▸ **Directive**
Print the lines of the data below from the line containing "If you could mark the umbrella handle" up to and including the line containing "<point>661,172</point>", with no changes.

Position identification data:

....................

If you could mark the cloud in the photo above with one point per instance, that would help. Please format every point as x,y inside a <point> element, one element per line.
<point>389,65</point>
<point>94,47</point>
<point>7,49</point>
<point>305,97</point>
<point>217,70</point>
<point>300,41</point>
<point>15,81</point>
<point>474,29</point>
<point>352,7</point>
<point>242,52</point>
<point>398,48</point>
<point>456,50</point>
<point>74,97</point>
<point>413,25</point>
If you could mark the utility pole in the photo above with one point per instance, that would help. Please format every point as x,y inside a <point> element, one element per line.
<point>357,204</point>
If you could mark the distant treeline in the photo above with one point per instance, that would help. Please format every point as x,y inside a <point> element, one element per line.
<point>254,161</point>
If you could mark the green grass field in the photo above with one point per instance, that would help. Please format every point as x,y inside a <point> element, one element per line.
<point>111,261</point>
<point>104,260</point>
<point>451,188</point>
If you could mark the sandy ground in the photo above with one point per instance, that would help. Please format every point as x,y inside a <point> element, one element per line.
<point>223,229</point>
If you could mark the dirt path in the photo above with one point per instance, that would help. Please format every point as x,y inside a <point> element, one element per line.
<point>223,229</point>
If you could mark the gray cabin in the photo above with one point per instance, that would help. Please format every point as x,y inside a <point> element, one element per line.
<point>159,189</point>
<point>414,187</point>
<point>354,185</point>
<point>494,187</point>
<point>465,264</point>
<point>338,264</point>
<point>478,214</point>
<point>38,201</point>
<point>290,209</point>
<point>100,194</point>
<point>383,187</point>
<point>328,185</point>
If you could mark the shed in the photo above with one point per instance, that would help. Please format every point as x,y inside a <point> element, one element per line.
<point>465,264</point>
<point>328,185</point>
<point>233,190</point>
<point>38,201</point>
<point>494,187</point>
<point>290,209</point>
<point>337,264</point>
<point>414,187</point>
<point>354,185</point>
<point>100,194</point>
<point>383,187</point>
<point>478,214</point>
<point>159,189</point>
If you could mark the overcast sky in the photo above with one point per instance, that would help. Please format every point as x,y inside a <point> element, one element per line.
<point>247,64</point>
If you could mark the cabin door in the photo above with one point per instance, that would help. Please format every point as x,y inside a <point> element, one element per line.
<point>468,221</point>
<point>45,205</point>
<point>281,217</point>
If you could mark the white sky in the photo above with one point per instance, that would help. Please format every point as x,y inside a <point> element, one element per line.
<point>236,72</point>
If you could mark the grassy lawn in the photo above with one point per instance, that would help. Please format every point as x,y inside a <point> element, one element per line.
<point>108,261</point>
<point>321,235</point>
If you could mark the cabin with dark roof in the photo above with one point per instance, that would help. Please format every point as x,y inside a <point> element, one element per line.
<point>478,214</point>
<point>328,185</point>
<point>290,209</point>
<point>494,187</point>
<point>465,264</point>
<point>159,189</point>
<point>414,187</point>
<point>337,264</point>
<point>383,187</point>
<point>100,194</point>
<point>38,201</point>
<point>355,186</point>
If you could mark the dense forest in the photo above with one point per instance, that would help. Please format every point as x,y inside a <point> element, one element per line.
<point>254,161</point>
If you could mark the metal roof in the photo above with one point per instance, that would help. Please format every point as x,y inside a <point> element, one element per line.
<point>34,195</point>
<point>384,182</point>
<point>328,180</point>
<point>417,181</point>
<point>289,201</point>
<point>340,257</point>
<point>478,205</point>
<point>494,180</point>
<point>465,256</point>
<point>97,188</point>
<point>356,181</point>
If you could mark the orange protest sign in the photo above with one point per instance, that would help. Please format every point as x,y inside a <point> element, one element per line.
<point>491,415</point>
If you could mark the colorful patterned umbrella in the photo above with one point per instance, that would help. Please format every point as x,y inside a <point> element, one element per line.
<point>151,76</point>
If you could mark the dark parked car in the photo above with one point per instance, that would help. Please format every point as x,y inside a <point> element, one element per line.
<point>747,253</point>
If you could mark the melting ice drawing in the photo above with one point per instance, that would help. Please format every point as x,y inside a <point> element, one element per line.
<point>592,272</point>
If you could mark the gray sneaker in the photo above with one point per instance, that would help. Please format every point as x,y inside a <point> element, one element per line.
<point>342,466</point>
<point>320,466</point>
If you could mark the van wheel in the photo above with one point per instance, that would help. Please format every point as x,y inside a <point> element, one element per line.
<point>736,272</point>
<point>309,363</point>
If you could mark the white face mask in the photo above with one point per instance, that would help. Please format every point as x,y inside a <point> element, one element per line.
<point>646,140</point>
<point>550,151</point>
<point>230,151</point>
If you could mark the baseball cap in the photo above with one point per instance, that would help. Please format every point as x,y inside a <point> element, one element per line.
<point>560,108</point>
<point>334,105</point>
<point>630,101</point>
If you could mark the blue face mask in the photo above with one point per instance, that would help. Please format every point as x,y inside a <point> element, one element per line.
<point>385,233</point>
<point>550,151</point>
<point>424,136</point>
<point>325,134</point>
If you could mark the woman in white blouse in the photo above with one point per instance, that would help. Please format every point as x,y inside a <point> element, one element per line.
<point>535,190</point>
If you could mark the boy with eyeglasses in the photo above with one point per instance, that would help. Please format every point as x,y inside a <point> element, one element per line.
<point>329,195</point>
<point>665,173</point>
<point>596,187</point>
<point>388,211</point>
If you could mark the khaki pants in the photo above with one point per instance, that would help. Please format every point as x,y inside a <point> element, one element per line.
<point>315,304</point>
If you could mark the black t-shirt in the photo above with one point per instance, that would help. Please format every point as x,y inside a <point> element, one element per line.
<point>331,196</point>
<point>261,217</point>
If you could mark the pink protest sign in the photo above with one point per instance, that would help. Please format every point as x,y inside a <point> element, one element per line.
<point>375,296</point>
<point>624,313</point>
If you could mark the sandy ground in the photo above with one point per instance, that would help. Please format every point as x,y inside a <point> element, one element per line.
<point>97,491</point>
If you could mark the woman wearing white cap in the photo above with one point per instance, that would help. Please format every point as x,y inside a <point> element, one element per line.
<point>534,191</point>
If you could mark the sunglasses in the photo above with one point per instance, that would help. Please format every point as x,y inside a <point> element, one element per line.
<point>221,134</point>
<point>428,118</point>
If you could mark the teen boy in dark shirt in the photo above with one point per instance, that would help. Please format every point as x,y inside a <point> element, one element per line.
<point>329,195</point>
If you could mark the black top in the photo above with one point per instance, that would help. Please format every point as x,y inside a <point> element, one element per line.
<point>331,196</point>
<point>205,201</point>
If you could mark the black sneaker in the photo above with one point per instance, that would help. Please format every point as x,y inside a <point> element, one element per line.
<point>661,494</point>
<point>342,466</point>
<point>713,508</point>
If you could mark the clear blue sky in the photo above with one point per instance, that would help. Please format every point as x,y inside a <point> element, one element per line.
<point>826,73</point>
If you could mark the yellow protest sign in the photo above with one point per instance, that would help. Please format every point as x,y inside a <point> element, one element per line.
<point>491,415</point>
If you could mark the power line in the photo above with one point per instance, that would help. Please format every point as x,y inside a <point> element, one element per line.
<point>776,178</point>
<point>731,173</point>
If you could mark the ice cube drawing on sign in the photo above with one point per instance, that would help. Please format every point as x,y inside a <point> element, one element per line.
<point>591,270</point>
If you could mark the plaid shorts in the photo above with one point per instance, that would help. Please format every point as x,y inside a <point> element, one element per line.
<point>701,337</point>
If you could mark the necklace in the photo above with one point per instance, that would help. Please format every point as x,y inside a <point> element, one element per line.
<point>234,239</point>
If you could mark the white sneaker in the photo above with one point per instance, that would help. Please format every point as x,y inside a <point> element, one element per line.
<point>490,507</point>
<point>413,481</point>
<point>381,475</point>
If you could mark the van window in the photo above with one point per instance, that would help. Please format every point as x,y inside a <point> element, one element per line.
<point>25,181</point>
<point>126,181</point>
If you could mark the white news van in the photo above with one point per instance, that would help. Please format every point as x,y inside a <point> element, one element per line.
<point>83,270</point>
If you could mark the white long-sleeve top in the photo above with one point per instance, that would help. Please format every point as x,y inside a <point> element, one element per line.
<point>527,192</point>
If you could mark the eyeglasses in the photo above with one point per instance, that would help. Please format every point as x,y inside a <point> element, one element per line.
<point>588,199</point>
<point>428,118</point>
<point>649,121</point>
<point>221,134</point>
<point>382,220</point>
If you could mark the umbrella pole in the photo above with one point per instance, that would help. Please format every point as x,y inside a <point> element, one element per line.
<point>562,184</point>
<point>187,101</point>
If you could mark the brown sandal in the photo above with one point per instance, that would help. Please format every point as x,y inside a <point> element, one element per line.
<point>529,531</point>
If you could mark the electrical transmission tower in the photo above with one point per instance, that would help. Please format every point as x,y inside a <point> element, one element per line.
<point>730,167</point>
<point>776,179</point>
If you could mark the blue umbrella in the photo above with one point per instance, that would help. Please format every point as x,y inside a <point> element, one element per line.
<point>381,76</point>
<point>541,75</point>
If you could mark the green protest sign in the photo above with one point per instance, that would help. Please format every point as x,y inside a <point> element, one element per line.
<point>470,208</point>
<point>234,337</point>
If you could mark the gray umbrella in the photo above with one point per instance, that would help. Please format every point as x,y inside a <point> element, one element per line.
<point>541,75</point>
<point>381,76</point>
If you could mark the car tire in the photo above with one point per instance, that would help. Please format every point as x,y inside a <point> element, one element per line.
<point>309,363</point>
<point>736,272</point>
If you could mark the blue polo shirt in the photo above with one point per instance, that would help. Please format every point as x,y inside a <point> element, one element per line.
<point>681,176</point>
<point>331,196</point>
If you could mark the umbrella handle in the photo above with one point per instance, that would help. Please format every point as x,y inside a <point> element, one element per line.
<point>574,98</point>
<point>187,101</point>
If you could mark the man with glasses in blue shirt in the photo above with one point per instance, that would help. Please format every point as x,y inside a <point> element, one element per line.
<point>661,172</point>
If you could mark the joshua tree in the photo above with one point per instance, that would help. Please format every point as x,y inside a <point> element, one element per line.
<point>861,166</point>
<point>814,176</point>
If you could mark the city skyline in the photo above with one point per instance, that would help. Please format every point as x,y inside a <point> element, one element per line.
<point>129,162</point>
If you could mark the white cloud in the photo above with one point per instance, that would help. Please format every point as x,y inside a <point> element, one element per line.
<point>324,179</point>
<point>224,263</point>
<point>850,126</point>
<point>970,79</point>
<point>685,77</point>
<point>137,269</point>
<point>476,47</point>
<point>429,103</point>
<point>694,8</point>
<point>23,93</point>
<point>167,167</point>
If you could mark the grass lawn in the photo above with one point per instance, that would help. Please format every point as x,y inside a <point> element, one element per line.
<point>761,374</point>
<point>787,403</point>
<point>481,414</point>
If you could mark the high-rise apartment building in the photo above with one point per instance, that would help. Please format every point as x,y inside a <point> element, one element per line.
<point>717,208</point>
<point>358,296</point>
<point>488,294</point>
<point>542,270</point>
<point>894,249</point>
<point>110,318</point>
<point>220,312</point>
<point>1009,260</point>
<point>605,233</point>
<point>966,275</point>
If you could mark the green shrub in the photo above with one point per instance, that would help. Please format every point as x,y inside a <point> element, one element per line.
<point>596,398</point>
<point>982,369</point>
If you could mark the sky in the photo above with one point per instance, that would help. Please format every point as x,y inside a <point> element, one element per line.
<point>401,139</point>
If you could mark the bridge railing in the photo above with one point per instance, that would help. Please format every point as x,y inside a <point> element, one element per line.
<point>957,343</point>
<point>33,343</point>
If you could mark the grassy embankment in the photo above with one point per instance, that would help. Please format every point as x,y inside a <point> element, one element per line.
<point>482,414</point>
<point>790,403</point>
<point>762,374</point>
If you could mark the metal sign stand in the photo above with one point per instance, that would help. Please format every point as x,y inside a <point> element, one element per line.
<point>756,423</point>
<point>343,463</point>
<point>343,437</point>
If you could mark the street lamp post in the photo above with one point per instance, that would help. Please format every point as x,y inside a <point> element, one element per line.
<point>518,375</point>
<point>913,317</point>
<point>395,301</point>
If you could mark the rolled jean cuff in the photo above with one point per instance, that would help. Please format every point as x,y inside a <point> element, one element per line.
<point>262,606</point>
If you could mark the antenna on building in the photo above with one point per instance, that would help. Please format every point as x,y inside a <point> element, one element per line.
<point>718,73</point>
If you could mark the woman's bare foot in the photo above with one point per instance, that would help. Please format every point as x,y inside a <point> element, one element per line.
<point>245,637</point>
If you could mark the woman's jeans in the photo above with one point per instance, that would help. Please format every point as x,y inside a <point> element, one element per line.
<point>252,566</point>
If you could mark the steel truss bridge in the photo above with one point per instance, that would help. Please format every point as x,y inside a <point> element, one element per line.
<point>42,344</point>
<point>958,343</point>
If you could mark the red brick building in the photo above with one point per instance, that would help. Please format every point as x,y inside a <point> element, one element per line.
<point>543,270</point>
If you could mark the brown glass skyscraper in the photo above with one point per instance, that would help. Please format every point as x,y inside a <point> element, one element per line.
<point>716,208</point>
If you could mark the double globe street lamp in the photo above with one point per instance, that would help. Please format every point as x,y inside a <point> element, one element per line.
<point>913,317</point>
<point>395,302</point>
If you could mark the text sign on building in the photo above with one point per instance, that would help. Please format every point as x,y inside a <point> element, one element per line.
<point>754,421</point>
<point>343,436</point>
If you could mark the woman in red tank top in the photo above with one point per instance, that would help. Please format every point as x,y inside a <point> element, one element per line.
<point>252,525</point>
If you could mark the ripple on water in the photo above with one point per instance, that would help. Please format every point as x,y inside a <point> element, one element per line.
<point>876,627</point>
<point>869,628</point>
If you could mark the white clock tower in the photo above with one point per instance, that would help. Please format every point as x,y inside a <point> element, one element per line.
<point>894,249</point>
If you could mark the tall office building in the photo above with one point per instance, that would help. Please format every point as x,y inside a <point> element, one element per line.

....................

▸ **Exercise solution**
If you could mark the umbrella handle in the photo above with one point per instance, that would help. Please format every point as x,y inside a <point> element, one element per line.
<point>574,98</point>
<point>187,101</point>
If you could mark the man with glasses in blue shirt in the photo above with one point per instance, that would help. Please format every point as x,y inside a <point> element, one element per line.
<point>661,172</point>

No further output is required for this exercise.